---- Source data

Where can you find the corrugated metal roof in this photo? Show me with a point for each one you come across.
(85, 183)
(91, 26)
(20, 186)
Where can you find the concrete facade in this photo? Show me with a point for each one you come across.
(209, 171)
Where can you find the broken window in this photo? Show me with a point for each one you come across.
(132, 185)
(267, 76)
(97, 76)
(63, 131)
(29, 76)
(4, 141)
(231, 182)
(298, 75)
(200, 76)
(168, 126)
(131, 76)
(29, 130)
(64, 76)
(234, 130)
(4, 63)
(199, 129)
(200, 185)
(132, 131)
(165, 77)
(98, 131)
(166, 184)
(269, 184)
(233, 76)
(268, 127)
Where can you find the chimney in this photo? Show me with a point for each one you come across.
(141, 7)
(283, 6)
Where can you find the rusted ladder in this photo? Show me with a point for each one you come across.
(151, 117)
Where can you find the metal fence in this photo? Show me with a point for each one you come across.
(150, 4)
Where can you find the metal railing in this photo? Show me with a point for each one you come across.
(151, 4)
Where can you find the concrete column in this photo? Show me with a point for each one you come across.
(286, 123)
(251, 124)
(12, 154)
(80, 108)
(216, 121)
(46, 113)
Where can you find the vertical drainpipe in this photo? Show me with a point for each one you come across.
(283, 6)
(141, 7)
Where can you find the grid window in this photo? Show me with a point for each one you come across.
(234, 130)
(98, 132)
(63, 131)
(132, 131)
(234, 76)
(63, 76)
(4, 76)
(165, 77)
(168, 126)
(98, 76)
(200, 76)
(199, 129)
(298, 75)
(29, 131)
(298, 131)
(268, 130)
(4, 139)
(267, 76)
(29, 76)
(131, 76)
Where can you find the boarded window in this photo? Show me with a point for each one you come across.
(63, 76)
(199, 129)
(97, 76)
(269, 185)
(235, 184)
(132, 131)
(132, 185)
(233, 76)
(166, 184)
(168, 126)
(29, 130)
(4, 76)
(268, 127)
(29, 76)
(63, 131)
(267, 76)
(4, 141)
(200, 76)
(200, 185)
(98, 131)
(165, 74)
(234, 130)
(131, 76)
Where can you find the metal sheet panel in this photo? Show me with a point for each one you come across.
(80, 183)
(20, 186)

--------

Lines before the one containing "Where can you find the metal sheet" are not wanted; please set down that line and every line after it through the end of the material, exactly.

Where can you find the metal sheet panel in this photo? Show me with a point for each one you come across.
(80, 183)
(20, 186)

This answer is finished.